[Location annotation dataset excerpts]
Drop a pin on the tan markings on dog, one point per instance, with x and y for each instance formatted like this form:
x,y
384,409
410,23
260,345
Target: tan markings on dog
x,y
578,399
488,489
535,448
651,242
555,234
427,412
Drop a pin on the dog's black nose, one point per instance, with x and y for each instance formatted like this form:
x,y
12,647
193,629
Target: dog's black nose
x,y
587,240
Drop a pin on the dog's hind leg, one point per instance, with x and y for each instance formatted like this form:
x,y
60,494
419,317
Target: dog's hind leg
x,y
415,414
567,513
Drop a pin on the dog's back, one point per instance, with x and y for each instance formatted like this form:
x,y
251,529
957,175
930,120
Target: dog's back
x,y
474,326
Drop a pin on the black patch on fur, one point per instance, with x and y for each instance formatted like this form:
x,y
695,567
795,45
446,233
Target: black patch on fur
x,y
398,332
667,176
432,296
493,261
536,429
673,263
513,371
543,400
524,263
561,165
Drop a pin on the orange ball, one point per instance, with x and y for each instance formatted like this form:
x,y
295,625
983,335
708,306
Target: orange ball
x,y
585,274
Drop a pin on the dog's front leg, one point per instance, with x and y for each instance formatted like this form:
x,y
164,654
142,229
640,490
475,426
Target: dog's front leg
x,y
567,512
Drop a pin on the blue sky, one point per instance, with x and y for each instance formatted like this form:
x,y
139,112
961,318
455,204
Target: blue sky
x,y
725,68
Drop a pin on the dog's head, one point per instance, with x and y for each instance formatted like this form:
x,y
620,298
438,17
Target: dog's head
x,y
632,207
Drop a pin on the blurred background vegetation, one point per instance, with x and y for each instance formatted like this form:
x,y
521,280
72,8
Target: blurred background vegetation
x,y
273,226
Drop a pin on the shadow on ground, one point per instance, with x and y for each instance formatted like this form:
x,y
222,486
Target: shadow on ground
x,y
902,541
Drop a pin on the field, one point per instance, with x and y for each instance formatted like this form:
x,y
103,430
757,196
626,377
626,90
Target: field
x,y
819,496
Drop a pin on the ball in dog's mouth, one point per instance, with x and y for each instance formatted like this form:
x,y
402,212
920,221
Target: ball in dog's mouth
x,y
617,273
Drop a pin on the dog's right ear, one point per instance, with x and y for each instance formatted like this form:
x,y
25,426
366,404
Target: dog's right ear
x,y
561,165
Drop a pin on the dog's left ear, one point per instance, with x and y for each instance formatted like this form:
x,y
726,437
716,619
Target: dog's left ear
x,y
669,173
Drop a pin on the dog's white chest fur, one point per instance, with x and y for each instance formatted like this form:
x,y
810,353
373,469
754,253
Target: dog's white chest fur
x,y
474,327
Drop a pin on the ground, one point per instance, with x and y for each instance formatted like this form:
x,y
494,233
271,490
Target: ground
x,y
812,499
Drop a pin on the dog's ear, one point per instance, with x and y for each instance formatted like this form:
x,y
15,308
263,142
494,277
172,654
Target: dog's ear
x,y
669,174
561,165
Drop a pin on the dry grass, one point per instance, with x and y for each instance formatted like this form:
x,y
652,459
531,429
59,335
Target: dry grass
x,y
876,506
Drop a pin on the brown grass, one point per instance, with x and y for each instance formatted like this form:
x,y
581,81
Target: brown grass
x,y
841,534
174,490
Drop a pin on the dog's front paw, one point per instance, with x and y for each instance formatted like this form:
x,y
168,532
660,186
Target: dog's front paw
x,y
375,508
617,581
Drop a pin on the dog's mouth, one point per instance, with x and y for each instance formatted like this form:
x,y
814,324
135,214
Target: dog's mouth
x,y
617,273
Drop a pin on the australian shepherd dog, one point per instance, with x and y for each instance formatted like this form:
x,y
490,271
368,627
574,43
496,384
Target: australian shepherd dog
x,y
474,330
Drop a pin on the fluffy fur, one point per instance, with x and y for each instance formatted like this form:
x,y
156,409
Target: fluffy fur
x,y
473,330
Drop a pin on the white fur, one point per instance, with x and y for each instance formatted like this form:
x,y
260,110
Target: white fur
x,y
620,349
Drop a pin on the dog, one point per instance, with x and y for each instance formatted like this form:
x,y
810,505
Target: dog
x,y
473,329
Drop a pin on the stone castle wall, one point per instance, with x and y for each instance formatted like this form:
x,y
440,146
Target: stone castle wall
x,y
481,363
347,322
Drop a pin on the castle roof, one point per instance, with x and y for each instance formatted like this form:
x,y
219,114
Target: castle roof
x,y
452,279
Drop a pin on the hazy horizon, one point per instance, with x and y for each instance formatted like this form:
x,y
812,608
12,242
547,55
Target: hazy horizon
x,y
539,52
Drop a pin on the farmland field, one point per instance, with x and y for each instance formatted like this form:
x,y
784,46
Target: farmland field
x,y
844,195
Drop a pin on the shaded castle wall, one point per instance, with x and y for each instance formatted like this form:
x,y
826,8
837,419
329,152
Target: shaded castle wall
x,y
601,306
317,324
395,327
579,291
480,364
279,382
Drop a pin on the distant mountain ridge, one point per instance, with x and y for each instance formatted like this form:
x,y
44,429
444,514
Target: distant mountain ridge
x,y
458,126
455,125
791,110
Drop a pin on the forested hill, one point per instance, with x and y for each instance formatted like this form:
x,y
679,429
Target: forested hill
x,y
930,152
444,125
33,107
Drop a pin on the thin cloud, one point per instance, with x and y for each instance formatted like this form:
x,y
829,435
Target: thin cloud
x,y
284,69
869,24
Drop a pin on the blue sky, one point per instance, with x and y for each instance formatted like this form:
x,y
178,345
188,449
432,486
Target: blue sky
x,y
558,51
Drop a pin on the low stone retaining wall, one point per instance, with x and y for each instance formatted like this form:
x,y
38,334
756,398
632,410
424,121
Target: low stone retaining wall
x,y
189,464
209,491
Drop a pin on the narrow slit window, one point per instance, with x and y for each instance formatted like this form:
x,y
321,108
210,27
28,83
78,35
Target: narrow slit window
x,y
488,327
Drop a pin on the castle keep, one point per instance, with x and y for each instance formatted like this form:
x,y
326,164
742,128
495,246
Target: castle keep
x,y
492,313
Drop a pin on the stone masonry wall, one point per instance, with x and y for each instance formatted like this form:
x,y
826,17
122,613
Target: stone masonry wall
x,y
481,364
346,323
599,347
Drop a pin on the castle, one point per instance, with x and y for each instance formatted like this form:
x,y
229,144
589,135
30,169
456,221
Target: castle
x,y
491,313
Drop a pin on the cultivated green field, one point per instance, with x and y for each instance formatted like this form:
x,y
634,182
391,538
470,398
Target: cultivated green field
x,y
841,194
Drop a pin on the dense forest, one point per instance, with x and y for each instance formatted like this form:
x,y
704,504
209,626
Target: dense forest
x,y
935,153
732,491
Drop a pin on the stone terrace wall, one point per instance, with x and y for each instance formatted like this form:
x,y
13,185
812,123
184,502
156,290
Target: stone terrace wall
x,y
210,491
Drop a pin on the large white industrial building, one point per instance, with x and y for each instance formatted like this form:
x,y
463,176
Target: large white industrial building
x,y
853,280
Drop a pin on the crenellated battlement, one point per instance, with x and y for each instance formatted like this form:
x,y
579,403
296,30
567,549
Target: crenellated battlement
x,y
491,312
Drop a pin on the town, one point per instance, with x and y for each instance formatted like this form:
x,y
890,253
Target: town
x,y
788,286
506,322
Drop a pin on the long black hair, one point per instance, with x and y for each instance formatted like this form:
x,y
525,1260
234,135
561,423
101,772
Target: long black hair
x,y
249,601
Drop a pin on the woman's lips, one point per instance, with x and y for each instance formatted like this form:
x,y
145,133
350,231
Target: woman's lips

> [Exercise]
Retype all of the material, keeping each line exact.

> [Response]
Drop a pin on the tan markings on dog, one point per instance, with x and y for each instance formatted like this form:
x,y
384,409
410,23
260,345
Target: tan markings on dog
x,y
578,399
488,489
535,448
651,242
555,234
427,412
Drop a pin on the dog's black nose, one point per instance, with x and y for each instance formatted like this form:
x,y
12,647
193,629
Target: dog's black nose
x,y
587,240
Drop a pin on the dog's hind leg, one point per instance, with x and y for each instance formatted like this form:
x,y
60,494
419,317
Target: dog's hind leg
x,y
415,414
567,513
Drop a pin on the dog's back, one point per instance, with x and y for each instance formatted like this form:
x,y
251,529
957,175
930,120
Target: dog's back
x,y
474,326
Drop a pin on the black patch on fur, one point per instance, with x and y for each instance formatted like this form:
x,y
695,567
795,45
446,233
Target: black patch on fur
x,y
398,332
667,176
432,296
493,261
536,429
673,263
513,371
543,400
524,263
561,165
Drop a pin on the orange ball, one point per instance, with x and y for each instance formatted like this form:
x,y
295,625
983,335
708,306
Target: orange ball
x,y
585,274
Drop a pin on the dog's front leg, one point per instance, with x and y for each instance formatted like this form:
x,y
164,654
142,229
640,490
475,426
Target: dog's front leg
x,y
567,512
Drop a pin on the blue sky, one point per instance, with x and y for each instance formatted like this form:
x,y
139,112
961,318
455,204
Target: blue sky
x,y
725,68
Drop a pin on the dog's head, one point per instance, with x and y for each instance formatted like this form:
x,y
620,298
438,17
Target: dog's head
x,y
632,207
Drop a pin on the blurred background vegetation, one point per instance, with x and y for each instance formatted like this form:
x,y
521,280
72,8
Target: blurred background vegetation
x,y
273,226
Drop a pin on the shadow on ground, one point per instance, with x and y for each instance formatted like this form:
x,y
222,486
Target: shadow on ground
x,y
902,541
Drop a pin on the field, one point per instance, with x and y for each instance formatted like this form:
x,y
103,430
757,196
626,377
626,90
Target: field
x,y
819,496
Drop a pin on the ball in dog's mouth, one point per instance, with x and y for each instance formatted like this form:
x,y
402,212
920,221
Target: ball in dog's mouth
x,y
617,273
Drop a pin on the dog's right ear, one point per instance, with x and y for each instance formatted like this form:
x,y
25,426
366,404
Target: dog's right ear
x,y
561,165
Drop a pin on the dog's left ear, one point per instance, with x and y for each instance formatted like this form:
x,y
726,437
716,619
Target: dog's left ear
x,y
669,173
Drop a pin on the dog's white chest fur, one point per instance, with x and y for each instance formatted like this form:
x,y
810,353
373,469
754,253
Target: dog's white chest fur
x,y
474,327
Drop a pin on the ground, one point per instance, with x and y for each instance formatted like this form:
x,y
494,233
271,490
Target: ground
x,y
812,499
Drop a pin on the dog's ear, one point per instance, with x and y for each instance formatted like this form:
x,y
15,308
263,142
494,277
172,654
Target: dog's ear
x,y
669,174
561,165
Drop a pin on the dry grass, one point per instance, with x and y for each instance formatted like this form:
x,y
652,459
531,429
59,335
Target: dry grass
x,y
876,506
Drop a pin on the brown grass, one point per instance, with x and y for each instance formatted like this form:
x,y
581,81
Target: brown grass
x,y
841,534
174,490
Drop a pin on the dog's front paw, one point per instance, with x and y for each instance formatted like this form:
x,y
168,532
660,186
Target: dog's front paw
x,y
375,508
617,581
Drop a pin on the dog's mouth, one point per instance, with x and y for each instance formatted like this form:
x,y
814,324
135,214
Target: dog's mouth
x,y
617,273
Drop a pin on the australian shepherd dog, one point per instance, with x and y for each instance formatted like this form:
x,y
490,271
368,627
574,43
496,384
Target: australian shepherd dog
x,y
474,330
Drop a pin on the fluffy fur, one point per instance, with x and y for each instance formatted like this form:
x,y
156,409
Target: fluffy fur
x,y
473,330
Drop a pin on the white fur, one point per instance, with x and y for each instance formatted like this form:
x,y
260,110
Target: white fur
x,y
620,349
Drop a pin on the dog, one point per instance, with x and y for each instance formatted like this form:
x,y
810,505
Target: dog
x,y
473,329
Drop a pin on the stone castle wall, one point per instance, with x and y for each instance formatted like this form:
x,y
440,146
Target: stone castle wall
x,y
481,363
347,322
Drop a pin on the castle roof, one point per instance, with x and y for each instance formatted like this form:
x,y
219,114
Target: castle roof
x,y
452,279
Drop a pin on the hazy horizon, one point per instance, with x and y for each instance formatted like this form:
x,y
812,608
12,242
547,55
Target: hazy horizon
x,y
539,52
Drop a pin on the farmland field, one point per instance, with x and y for each instance formatted like this form:
x,y
784,46
Target: farmland field
x,y
844,195
Drop a pin on the shaded castle wall, one point per instance, with x and y for each instance formatted like this form:
x,y
826,8
837,419
329,152
Target: shaded castle wall
x,y
601,306
317,324
395,327
579,291
480,364
279,382
Drop a pin on the distant mountain ridge, one point per instance, with x and y for each instance formatted like this form:
x,y
44,429
444,514
Target: distant mountain ridge
x,y
458,126
455,125
791,110
Drop a pin on the forested hill, one point per instance, with x and y for each instance formatted like this form:
x,y
679,429
Target: forested hill
x,y
930,152
444,125
33,107
Drop a pin on the thin cloud, one point per instance, with x and y for each instance formatted like this form:
x,y
829,435
Target: thin cloud
x,y
284,69
869,24
Drop a pin on the blue sky, one point per instance, with x and y for each instance formatted like this form:
x,y
178,345
188,449
432,486
Target: blue sky
x,y
558,51
Drop a pin on the low stone retaining wall, one point per instance, with x and y for each instance formatted like this form:
x,y
38,334
756,398
632,410
424,121
Target: low stone retaining wall
x,y
189,464
209,491
Drop a pin on the narrow slit window, one point per instance, with x and y for each instance formatted like this form:
x,y
321,108
210,27
28,83
78,35
Target: narrow slit window
x,y
488,327
Drop a pin on the castle keep, one point per instance, with x and y for each instance formatted like this form:
x,y
326,164
742,128
495,246
Target: castle keep
x,y
492,313
Drop a pin on the stone masonry wall, one point per instance, with x and y for each instance formatted like this form:
x,y
826,17
122,613
Target: stone masonry wall
x,y
481,364
346,323
599,347
Drop a pin on the castle, one point per instance, with x and y for each instance formatted like this form:
x,y
229,144
589,135
30,169
456,221
Target: castle
x,y
491,313
Drop a pin on the cultivated green field, one point per instance, with x and y for each instance formatted like this form:
x,y
634,182
391,538
470,398
Target: cultivated green field
x,y
841,194
Drop a pin on the dense forest, one point per instance, with x and y for each instance formatted like this form:
x,y
704,504
209,626
Target: dense forest
x,y
935,153
732,491
Drop a pin on the stone terrace wall, one point per instance, with x and y for each instance formatted like this form:
x,y
13,185
812,123
184,502
156,290
Target: stone terrace wall
x,y
210,491
Drop a pin on the large white industrial building, one point per instance, with x and y for each instance formatted like this form:
x,y
463,176
Target: large white industrial building
x,y
853,280
Drop a pin on the crenellated battlement, one point per instance, with x and y for each instance formatted like this form:
x,y
579,403
296,30
567,549
Target: crenellated battlement
x,y
491,312
Drop a pin on the town, one point per instance, with x and y for each instance formatted like this form:
x,y
890,253
Target: town
x,y
788,286
506,322
Drop a pin on the long black hair, one point per instance, with x and y for each instance formatted like this form:
x,y
525,1260
234,135
561,423
101,772
Target: long black hair
x,y
249,601
Drop a pin on the woman's lips, one point per instance, with x and y for each instance formatted like this form:
x,y
145,133
350,231
Target: woman's lips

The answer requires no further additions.